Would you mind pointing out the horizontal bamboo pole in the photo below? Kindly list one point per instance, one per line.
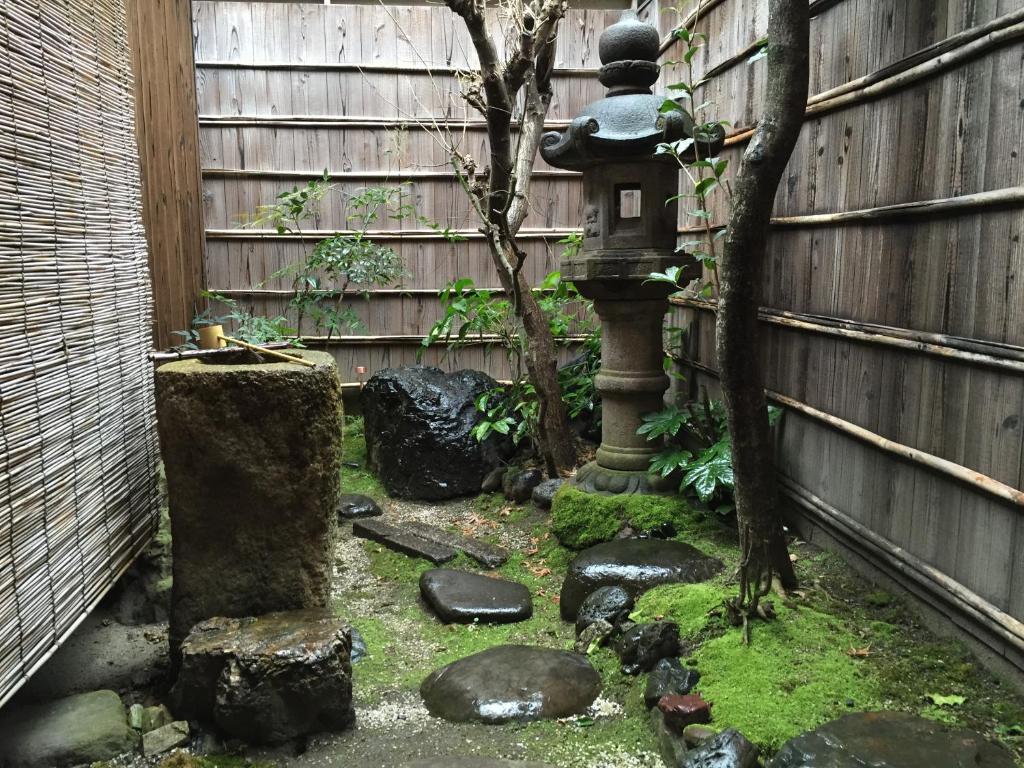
(377, 235)
(905, 564)
(1001, 356)
(393, 176)
(373, 67)
(937, 464)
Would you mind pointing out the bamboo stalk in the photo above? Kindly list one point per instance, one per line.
(937, 464)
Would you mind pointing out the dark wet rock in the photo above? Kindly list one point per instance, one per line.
(493, 480)
(890, 739)
(512, 683)
(671, 745)
(595, 634)
(669, 676)
(488, 555)
(460, 597)
(643, 646)
(83, 728)
(353, 506)
(268, 679)
(400, 541)
(419, 424)
(358, 650)
(545, 493)
(611, 604)
(519, 486)
(634, 564)
(726, 750)
(682, 711)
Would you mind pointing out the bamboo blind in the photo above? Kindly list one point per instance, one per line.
(893, 317)
(78, 448)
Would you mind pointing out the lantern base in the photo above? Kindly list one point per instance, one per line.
(593, 478)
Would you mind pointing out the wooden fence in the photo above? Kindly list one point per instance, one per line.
(78, 446)
(287, 90)
(893, 299)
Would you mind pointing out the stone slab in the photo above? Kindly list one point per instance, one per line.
(488, 555)
(460, 597)
(408, 544)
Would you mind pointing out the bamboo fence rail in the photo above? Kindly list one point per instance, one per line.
(78, 494)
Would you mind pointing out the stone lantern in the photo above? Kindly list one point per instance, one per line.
(629, 231)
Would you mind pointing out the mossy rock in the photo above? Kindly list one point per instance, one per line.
(580, 519)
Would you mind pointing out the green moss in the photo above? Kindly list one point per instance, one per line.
(686, 604)
(581, 519)
(795, 675)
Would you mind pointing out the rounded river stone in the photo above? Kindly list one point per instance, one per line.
(461, 597)
(512, 683)
(634, 564)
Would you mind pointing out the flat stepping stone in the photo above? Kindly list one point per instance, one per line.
(634, 564)
(890, 739)
(512, 683)
(488, 555)
(396, 539)
(460, 597)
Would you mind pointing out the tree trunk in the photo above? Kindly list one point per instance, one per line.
(738, 345)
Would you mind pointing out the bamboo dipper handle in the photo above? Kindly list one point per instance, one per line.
(269, 352)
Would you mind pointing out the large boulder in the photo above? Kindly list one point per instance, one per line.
(419, 425)
(268, 679)
(253, 459)
(83, 728)
(890, 739)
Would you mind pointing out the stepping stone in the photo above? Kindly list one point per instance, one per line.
(634, 564)
(409, 544)
(459, 597)
(487, 555)
(512, 683)
(354, 506)
(85, 728)
(890, 739)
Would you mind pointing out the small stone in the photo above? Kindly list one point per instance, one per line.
(409, 544)
(644, 645)
(519, 485)
(512, 683)
(611, 604)
(595, 634)
(83, 728)
(460, 597)
(493, 480)
(670, 744)
(354, 506)
(165, 738)
(682, 711)
(545, 493)
(696, 734)
(359, 650)
(669, 677)
(726, 750)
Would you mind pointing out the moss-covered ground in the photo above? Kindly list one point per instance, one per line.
(838, 644)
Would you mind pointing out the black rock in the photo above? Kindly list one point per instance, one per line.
(459, 597)
(512, 683)
(545, 493)
(359, 650)
(519, 485)
(611, 604)
(493, 480)
(419, 425)
(726, 750)
(353, 506)
(644, 645)
(890, 739)
(669, 676)
(634, 564)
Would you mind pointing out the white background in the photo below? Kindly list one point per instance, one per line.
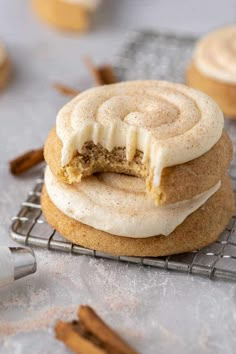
(157, 312)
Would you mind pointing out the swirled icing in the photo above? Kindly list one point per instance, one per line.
(215, 54)
(90, 5)
(170, 123)
(118, 204)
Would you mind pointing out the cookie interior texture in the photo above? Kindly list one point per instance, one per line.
(222, 92)
(178, 182)
(199, 229)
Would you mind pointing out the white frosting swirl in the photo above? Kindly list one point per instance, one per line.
(170, 123)
(90, 5)
(118, 204)
(215, 54)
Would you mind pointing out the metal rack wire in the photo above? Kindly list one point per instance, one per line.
(144, 55)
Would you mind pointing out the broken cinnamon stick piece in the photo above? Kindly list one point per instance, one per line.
(65, 90)
(90, 335)
(103, 75)
(95, 325)
(26, 161)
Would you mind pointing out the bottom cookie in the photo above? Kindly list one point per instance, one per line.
(200, 229)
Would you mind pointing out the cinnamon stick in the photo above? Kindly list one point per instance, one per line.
(103, 75)
(26, 161)
(65, 90)
(90, 335)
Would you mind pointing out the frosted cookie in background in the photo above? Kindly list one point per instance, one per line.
(72, 15)
(213, 68)
(5, 66)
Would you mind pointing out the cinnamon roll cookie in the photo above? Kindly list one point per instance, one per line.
(213, 68)
(71, 15)
(4, 66)
(168, 134)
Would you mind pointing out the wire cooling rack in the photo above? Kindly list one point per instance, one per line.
(145, 55)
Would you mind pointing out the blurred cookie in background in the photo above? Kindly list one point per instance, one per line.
(213, 68)
(72, 15)
(5, 66)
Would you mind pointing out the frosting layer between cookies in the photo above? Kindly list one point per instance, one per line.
(118, 204)
(215, 54)
(169, 123)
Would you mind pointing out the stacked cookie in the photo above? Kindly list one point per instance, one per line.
(213, 68)
(140, 169)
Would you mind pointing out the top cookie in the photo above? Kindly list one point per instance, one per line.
(168, 123)
(215, 55)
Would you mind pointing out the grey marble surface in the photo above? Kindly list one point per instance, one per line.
(156, 311)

**GOAL OF THE EXERCISE**. Output the data exactly. Pictures don't belong in the result.

**OUTPUT BELOW**.
Would you mind pointing out the horizontal bamboo pole in the photo below? Kindly list one point per instance, one per line.
(377, 235)
(905, 564)
(1001, 356)
(393, 176)
(373, 67)
(937, 464)
Would you mind pointing out the bamboo stalk in the photo above? Kindly list one point per instance, one per line.
(937, 464)
Would you mind pointing out the dark wet rock in the photo above? Kindly list one point per instance, one per line.
(493, 480)
(890, 739)
(512, 683)
(671, 745)
(595, 634)
(669, 676)
(488, 555)
(460, 597)
(643, 646)
(83, 728)
(353, 506)
(268, 679)
(400, 541)
(419, 424)
(358, 650)
(545, 493)
(611, 604)
(519, 486)
(634, 564)
(726, 750)
(682, 711)
Would you mind pointing out the bamboo blind in the photo above? Kindly list one point per instance, one per line.
(893, 317)
(78, 448)
Would you mind pointing out the lantern base in the photo above? Kindly list one point per instance, one per line.
(593, 478)
Would you mind pointing out the wooden fence in the photo above? Kindly list one point per instance, one per line.
(78, 446)
(287, 90)
(893, 299)
Would you mind pointing out the stone slab in the photo above? Kindly list one point per instance, one per line.
(488, 555)
(460, 597)
(408, 544)
Would you mind pointing out the bamboo fence rail in the photo above? Kindly list one point per instance, one per line.
(78, 494)
Would you mind pointing out the stone lantern in the photo above? Kindly list one point per instance, one per line.
(629, 231)
Would you mind pointing out the mossy rock in the photo above? Kindly list one point per instance, one per line.
(580, 519)
Would you mind pointing out the green moss in the photo above? Kindly list one point per instance, one per line.
(686, 604)
(581, 519)
(795, 675)
Would you mind pointing out the rounded river stone in the photo above? Kindly list one point per instance, one per line.
(461, 597)
(512, 683)
(634, 564)
Would you mind pointing out the flat stepping stone in the photo above? Kindly list one point per instance, one per line.
(634, 564)
(890, 739)
(512, 683)
(488, 555)
(396, 539)
(460, 597)
Would you mind pointing out the tree trunk in the photo above? Kindly list one point per instance, one per line.
(738, 345)
Would you mind pointing out the bamboo dipper handle in the photo above? Kindly list one point per instance, one per line.
(269, 352)
Would you mind pointing out the large boulder in the photo above? Kindly list one point per instance, one per line.
(419, 425)
(268, 679)
(253, 459)
(83, 728)
(890, 739)
Would you mind pointing out the stepping stone in the photo above? Kindly list one point per instance, one per line.
(634, 564)
(409, 544)
(459, 597)
(487, 555)
(512, 683)
(354, 506)
(85, 728)
(890, 739)
Would you mind pointing out the small stone in the photo above? Kindly list one point per instance, one per line.
(409, 544)
(644, 645)
(519, 485)
(512, 683)
(611, 604)
(595, 634)
(83, 728)
(460, 597)
(493, 480)
(670, 744)
(354, 506)
(165, 738)
(682, 711)
(545, 493)
(696, 734)
(359, 650)
(669, 677)
(726, 750)
Would you mind pointing out the moss-covered ground in the photo above? Kindly list one point per instance, one per line.
(838, 644)
Would you mind pointing out the black rock in the photo above? Kindly list one point per instance, one per line.
(459, 597)
(512, 683)
(545, 493)
(359, 650)
(519, 485)
(611, 604)
(493, 480)
(419, 425)
(726, 750)
(353, 506)
(644, 645)
(890, 739)
(669, 676)
(634, 564)
Would you mind pointing out the white background in the photo below? Kindly list one point per instance, one per line.
(157, 312)
Would you mind pointing out the swirled icing in the photo above? Kindly list one point per instance, one per line.
(215, 54)
(90, 5)
(170, 123)
(118, 204)
Would you mind pointing out the cookie interior texture in the photo above? Kindly list one point per instance, one per line.
(222, 92)
(178, 182)
(199, 229)
Would you mind pointing out the white frosting swirl in the photo above? Kindly list one point per instance, one per line.
(170, 123)
(90, 5)
(118, 204)
(215, 54)
Would you mind pointing out the metal rack wire in the photo above? Kindly list one point per instance, one per line.
(144, 55)
Would you mind pointing out the broken cinnamon stick piece in the photo above? Kindly list one point per instance, one per line.
(65, 90)
(90, 335)
(103, 75)
(95, 325)
(26, 161)
Would you mind pointing out the bottom cookie in the photo above? Kindly list one point per instance, one per line.
(200, 229)
Would you mind pointing out the cinnamon stick in the photo above? Kindly list one point per instance, one per line.
(103, 75)
(26, 161)
(65, 90)
(90, 335)
Would you mind pointing out the frosted cookie in background in the photo above? Kindly list one point per instance, one per line.
(72, 15)
(213, 68)
(5, 66)
Would you mind pointing out the cinnamon roll cookie in the photo above? Kindly list one point per instance, one per line.
(213, 68)
(71, 15)
(4, 66)
(168, 134)
Would you mind pointing out the wire cooling rack in the photo above? Kindly list one point per instance, one per line.
(145, 55)
Would you mind pointing out the blurred cookie in background in the photo above? Kindly list one point per instance, one per line.
(213, 68)
(72, 15)
(5, 66)
Would you mind pointing out the frosting layer between cookies in the photo above? Kindly list one point per instance, one per line.
(118, 204)
(215, 54)
(169, 123)
Would you mind pointing out the stacked cookie in the photo above? Kindly list one point per instance, one per line.
(213, 68)
(140, 169)
Would you mind pointing out the top cookie in the photo above? Kindly list one point per instance, one per line.
(168, 123)
(215, 55)
Would you mind pointing out the grey marble surface in the photo above? Kindly list one point per instance, one per line.
(156, 311)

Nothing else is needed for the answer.